Activity: All entries must be given again in full, exactly as they were supplied.

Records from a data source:
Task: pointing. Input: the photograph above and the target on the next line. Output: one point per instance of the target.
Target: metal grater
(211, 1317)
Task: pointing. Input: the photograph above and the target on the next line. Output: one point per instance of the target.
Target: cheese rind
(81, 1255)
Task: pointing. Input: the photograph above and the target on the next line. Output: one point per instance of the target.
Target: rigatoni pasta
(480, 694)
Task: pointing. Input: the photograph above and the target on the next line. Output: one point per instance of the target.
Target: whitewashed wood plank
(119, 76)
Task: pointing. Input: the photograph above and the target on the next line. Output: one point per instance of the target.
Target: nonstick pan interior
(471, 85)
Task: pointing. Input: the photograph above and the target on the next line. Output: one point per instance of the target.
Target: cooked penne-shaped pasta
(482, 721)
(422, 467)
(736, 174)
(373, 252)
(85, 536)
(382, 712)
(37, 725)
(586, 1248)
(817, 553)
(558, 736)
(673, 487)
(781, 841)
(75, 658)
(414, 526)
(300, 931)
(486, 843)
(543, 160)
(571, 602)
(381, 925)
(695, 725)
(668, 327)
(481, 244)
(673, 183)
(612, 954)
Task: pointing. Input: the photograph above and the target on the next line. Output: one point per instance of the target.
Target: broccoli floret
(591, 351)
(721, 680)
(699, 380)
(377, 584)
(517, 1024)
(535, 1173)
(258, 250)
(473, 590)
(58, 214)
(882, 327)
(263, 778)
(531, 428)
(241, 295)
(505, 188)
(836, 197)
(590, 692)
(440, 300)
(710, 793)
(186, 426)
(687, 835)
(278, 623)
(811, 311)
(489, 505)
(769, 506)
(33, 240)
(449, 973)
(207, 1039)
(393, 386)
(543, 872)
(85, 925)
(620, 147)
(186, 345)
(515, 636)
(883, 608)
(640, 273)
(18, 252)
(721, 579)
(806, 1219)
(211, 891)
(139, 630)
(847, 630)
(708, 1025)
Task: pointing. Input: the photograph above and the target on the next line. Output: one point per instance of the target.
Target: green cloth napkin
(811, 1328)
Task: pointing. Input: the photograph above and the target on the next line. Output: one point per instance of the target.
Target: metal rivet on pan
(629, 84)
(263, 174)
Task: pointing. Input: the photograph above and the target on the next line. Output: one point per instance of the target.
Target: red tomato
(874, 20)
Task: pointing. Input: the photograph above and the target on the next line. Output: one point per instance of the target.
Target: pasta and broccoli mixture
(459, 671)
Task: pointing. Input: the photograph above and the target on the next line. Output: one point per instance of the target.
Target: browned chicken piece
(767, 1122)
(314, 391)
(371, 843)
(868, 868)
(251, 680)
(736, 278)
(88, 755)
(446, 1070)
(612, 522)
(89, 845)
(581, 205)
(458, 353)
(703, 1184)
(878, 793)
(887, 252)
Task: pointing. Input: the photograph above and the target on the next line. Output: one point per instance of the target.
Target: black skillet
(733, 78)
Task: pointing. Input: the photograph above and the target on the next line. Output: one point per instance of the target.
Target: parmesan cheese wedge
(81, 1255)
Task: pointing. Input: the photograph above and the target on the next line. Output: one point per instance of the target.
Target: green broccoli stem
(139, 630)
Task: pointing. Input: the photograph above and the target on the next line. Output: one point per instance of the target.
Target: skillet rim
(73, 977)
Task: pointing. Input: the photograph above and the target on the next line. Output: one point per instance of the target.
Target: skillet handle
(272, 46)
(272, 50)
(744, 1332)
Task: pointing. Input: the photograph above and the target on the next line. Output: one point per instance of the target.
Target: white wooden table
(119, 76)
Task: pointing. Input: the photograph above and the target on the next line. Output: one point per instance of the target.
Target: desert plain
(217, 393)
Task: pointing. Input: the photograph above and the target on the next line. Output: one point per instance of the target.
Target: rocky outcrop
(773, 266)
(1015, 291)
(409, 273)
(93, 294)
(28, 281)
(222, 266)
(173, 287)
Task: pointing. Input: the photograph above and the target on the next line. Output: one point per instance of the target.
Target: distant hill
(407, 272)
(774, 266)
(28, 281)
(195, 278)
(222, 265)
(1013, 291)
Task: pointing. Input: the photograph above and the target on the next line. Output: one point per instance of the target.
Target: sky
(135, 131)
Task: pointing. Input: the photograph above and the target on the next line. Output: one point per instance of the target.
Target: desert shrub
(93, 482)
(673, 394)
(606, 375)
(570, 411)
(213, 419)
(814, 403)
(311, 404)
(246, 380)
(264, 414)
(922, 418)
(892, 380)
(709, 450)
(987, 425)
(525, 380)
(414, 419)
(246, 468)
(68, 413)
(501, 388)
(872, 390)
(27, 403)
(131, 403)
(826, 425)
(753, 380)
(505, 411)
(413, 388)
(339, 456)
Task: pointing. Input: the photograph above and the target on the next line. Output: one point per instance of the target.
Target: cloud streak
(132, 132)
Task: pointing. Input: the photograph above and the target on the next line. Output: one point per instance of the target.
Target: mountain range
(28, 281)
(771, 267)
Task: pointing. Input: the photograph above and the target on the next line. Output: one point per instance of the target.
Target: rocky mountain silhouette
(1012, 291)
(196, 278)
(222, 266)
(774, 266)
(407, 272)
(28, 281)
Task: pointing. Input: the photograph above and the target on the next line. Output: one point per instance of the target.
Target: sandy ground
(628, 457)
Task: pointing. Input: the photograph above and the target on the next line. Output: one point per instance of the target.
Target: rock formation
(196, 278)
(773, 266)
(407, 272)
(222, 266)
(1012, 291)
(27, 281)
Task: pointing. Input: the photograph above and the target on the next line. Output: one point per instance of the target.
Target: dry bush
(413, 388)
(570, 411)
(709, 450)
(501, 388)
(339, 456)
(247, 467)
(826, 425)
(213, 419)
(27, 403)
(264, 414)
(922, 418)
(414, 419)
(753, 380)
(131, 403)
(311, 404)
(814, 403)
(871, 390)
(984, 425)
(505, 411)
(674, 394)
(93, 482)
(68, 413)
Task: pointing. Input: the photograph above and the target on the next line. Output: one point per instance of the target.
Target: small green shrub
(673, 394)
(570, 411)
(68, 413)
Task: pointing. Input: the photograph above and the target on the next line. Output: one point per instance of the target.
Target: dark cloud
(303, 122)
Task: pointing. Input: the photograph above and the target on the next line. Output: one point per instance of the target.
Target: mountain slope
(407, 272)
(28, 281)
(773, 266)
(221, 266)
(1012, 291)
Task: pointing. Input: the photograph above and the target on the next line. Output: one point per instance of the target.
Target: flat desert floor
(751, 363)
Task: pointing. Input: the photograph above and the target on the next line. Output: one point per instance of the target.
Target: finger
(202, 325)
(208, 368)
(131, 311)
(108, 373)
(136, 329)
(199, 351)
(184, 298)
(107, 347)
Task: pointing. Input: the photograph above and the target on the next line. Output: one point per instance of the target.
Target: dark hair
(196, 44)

Result of the exercise:
Task: pointing. Input: the photograph above and the target on the next line. Output: one point per instance of the target.
Target: metal grater
(211, 1317)
Task: pointing. Input: the photograph above and the target on the next line. Output: one point per instance of the target.
Target: cheese rind
(81, 1255)
Task: pointing. Input: the photograph above and the target on the next line. Output: one point per instance of the target.
Target: rigatoni pasta
(480, 694)
Task: pointing. Input: the photograph above and the target on the next line. Output: one point per instance of the target.
Target: whitewashed wood plank
(119, 76)
Task: pointing. Input: the photograph above and the target on the next line. Output: one point per instance of the target.
Target: nonstick pan interior
(471, 85)
Task: pointing. Input: the photograph above and the target on the next line. Output: one point per instance of the target.
Target: cooked penne-shaped pasta
(482, 721)
(422, 467)
(736, 174)
(373, 252)
(85, 536)
(382, 712)
(37, 725)
(586, 1248)
(817, 553)
(558, 736)
(673, 487)
(781, 841)
(75, 658)
(414, 526)
(300, 931)
(486, 843)
(543, 160)
(571, 602)
(381, 925)
(695, 725)
(668, 327)
(481, 244)
(673, 183)
(612, 954)
Task: pointing. Input: the photograph above and the target on the next line. Output: one point per instance of the target.
Target: broccoli floret
(591, 351)
(721, 680)
(699, 380)
(377, 584)
(517, 1024)
(535, 1173)
(258, 250)
(473, 590)
(58, 214)
(882, 327)
(263, 778)
(531, 428)
(241, 295)
(505, 188)
(836, 197)
(590, 692)
(440, 300)
(710, 793)
(186, 426)
(687, 835)
(278, 623)
(811, 311)
(489, 505)
(769, 506)
(33, 240)
(449, 973)
(207, 1039)
(393, 386)
(543, 872)
(85, 925)
(620, 147)
(186, 345)
(515, 636)
(883, 608)
(640, 273)
(18, 252)
(721, 579)
(806, 1219)
(211, 891)
(139, 630)
(847, 630)
(708, 1025)
Task: pointing. Input: the photograph above and the target on the next line. Output: one point per instance of the target.
Target: green cloth napkin
(811, 1328)
Task: pointing. Input: the photograph above and the target on the next line. Output: one point per instance of the target.
Target: metal rivet on pan
(629, 84)
(263, 174)
Task: pointing. Input: the photograph above and the target on the next line. Output: one point per instance of the target.
Target: red tomato
(874, 20)
Task: pointing. Input: the photograph above and the target on the next line. Output: one point per instance of the target.
Target: pasta and broccoli mixture
(459, 671)
Task: pointing. Input: the photograph above and the target on the next line. Output: one point per instance of the target.
Target: browned chicken piece
(767, 1122)
(314, 391)
(371, 843)
(868, 868)
(251, 680)
(736, 278)
(88, 755)
(446, 1070)
(612, 522)
(89, 845)
(581, 205)
(458, 353)
(703, 1184)
(878, 793)
(887, 252)
Task: pointing. Input: the photograph above and the target on the next line. Output: one point per instance of the target.
Target: black skillet
(733, 78)
Task: pointing. Input: the photograph above and the target on the next line. Output: one point per instance of the target.
Target: parmesan cheese wedge
(81, 1255)
Task: pointing. Input: the photograph above and the target on the next line. Output: one point per instance of the target.
Target: green broccoli stem
(139, 630)
Task: pointing. Input: the photograph above and the target on the next line. Output: one point per instance of the target.
Target: skillet rim
(73, 977)
Task: pointing. Input: the photograph above and the target on the next line. Output: one point per instance of the target.
Target: skillet handle
(272, 46)
(272, 50)
(744, 1332)
Task: pointing. Input: the photograph above and the target on the next line. Output: one point per instance of the target.
Target: white wooden table
(119, 76)
Task: pointing. Input: the photograph above and the target on the next line. Output: one point per instance of the target.
Target: desert plain
(217, 393)
Task: pointing. Input: the photograph above and the target on the next line. Output: one point per instance of the target.
Target: rocky outcrop
(773, 266)
(1015, 291)
(409, 273)
(93, 294)
(28, 281)
(222, 266)
(173, 287)
Task: pointing. Input: the photograph above and the target on the next line. Output: one point per instance of the target.
Target: distant hill
(407, 272)
(774, 266)
(28, 281)
(195, 278)
(222, 265)
(1013, 291)
Task: pointing. Input: the photograph above and the target on the next line. Output: one point per instance of the target.
Target: sky
(135, 131)
Task: pointing. Input: the photograph above and the target on the next line. Output: one point per instance of the target.
Target: desert shrub
(93, 482)
(673, 394)
(606, 375)
(570, 411)
(213, 419)
(814, 403)
(311, 404)
(246, 380)
(264, 414)
(922, 418)
(892, 380)
(709, 450)
(987, 425)
(525, 380)
(414, 419)
(246, 468)
(68, 413)
(501, 388)
(872, 390)
(27, 403)
(131, 403)
(826, 425)
(753, 380)
(505, 411)
(413, 388)
(339, 456)
Task: pointing. Input: the photograph above and the target on the next line. Output: one point per instance of the target.
Target: cloud streak
(132, 132)
Task: pointing. Input: the photograph above and the target on the next line. Output: one point per instance of the target.
Target: mountain range
(28, 281)
(771, 267)
Task: pointing. Input: the photograph above and the target on the next line. Output: one point per instance of the target.
Target: rocky mountain silhouette
(1012, 291)
(196, 278)
(222, 266)
(774, 266)
(407, 272)
(28, 281)
Task: pointing. Input: the photograph above and the target on the next line. Output: one point per instance of the target.
Target: sandy ground
(628, 457)
Task: pointing. Input: the photograph above and the target on the next line. Output: one point per instance of the target.
Target: rock formation
(196, 278)
(773, 266)
(407, 272)
(222, 266)
(1012, 291)
(27, 281)
Task: pointing. Input: the photograph above and the target on the next line. Output: one point per instance of the target.
Target: dry bush
(413, 388)
(570, 411)
(709, 450)
(501, 388)
(339, 456)
(247, 467)
(826, 425)
(213, 419)
(27, 403)
(264, 414)
(922, 418)
(414, 419)
(753, 380)
(131, 403)
(311, 404)
(814, 403)
(871, 390)
(984, 425)
(505, 411)
(674, 394)
(93, 482)
(68, 413)
Task: pointing. Input: the photograph above and the target on the next line. Output: one point per instance of the target.
Target: small green shrub
(673, 394)
(570, 411)
(68, 413)
Task: pointing. Input: the photograph above and the target on the next line. Output: one point per instance of the target.
Target: dark cloud
(303, 122)
Task: pointing. Input: the photograph above and the target on the next line. Output: one point per instance of the target.
Target: mountain slope
(407, 272)
(28, 281)
(773, 266)
(221, 266)
(1012, 291)
Task: pointing. Input: the photograph above and the target on the next line. Output: one point per instance of the target.
Target: flat desert floor
(751, 363)
Task: pointing. Input: the photograph above and the target on the next line. Output: one point per instance of the target.
Target: finger
(202, 325)
(208, 368)
(131, 311)
(108, 373)
(136, 329)
(199, 351)
(184, 298)
(107, 347)
Task: pointing. Input: the photograph above and the target on the next line. Output: one point per instance of the target.
Target: dark hair
(196, 44)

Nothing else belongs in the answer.